Records for the task below:
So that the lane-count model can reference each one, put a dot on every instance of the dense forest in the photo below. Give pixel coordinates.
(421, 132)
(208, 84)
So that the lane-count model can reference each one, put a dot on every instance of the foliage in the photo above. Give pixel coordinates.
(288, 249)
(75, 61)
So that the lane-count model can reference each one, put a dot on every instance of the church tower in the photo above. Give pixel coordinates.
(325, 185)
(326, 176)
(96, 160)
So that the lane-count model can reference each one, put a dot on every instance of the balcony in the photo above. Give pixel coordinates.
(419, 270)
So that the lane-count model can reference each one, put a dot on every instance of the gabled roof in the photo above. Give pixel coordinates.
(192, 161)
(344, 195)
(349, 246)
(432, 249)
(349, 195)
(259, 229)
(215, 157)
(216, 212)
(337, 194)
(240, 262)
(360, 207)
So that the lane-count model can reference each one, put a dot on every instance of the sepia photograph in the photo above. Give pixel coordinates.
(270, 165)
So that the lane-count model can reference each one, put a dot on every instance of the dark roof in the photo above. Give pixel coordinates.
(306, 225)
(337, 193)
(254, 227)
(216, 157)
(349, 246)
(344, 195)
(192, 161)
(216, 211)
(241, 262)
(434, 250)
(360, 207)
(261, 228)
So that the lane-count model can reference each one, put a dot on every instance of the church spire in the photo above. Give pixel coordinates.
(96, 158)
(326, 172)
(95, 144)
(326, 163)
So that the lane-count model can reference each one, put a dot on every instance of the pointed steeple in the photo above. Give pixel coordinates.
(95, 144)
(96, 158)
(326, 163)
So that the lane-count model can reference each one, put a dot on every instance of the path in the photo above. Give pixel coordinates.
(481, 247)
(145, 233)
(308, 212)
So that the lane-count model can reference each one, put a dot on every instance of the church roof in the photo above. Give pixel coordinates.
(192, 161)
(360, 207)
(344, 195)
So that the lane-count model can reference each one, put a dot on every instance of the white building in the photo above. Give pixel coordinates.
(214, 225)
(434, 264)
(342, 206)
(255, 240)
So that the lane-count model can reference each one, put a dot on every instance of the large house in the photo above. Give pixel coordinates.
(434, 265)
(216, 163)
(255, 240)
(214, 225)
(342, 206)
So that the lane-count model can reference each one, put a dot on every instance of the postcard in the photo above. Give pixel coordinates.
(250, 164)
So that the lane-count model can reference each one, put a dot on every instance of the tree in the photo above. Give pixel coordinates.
End of Records for the task.
* [Activity] The data above should be copied out with complete accuracy.

* [Result below]
So that the lane-count model can reference each one, put a dot on every instance of the dense forest in the photo below. Give pixel coordinates.
(421, 132)
(208, 84)
So that the lane-count model can reference each one, put a dot on every instance of the foliage in the photo above. Give pixel coordinates.
(288, 249)
(75, 61)
So that the lane-count model can reference each one, put a dot on every instance of the church tower in the photo above. Give pixel coordinates.
(325, 185)
(326, 176)
(96, 160)
So that the lane-count model can reference each one, put a dot on every instance of the balcony in the photo above. Give pixel coordinates.
(419, 270)
So that the lane-count model can reference each one, put a dot on every instance of the gabled roof in the photo above. Give pixel coordinates.
(192, 161)
(344, 195)
(349, 246)
(432, 249)
(349, 195)
(259, 229)
(215, 157)
(216, 212)
(337, 194)
(240, 262)
(360, 207)
So that the lane-count model can reference each one, put a dot on every instance of the sepia photograph in the photo above. Give pixel coordinates.
(270, 165)
So that the lane-count model can reference each one, put a dot on every instance of the dark roof in the photo above. Give pixel coordinates.
(306, 225)
(337, 193)
(254, 227)
(216, 157)
(349, 246)
(344, 195)
(192, 161)
(216, 211)
(241, 262)
(434, 250)
(360, 207)
(261, 228)
So that the lane-count model can reference each one, put a dot on every instance of the church spire in the photo above. Give pixel coordinates.
(96, 158)
(326, 172)
(95, 144)
(326, 163)
So that the lane-count model can reference each one, put a dot on every instance of the pointed steeple in the photo above. Give pixel coordinates.
(95, 144)
(96, 158)
(326, 163)
So that the lane-count model can reference each one, put a dot on every instance of the path in the photo above. Give pixel coordinates.
(481, 247)
(145, 233)
(308, 212)
So that the lane-count model can reference each one, put a dot on every instance of the church roof in the photo above. Give pixel coordinates.
(192, 161)
(360, 207)
(344, 195)
So that the lane-count model can reference each one, put a dot on every instance of the white building in the photo above. Give pixel coordinates.
(214, 225)
(434, 264)
(342, 206)
(255, 240)
So that the lane-count model can reference each one, put a dot on every instance of the large house in the photo above. Give pixel coordinates.
(434, 265)
(216, 163)
(255, 240)
(214, 225)
(342, 206)
So that the lane-count model can reference each one, put a dot on every instance of the postcard in the photo above. Give pixel coordinates.
(250, 164)
So that the lane-count model can reference each one, put a dot on every instance of the tree in the photo above. Give pixel coordinates.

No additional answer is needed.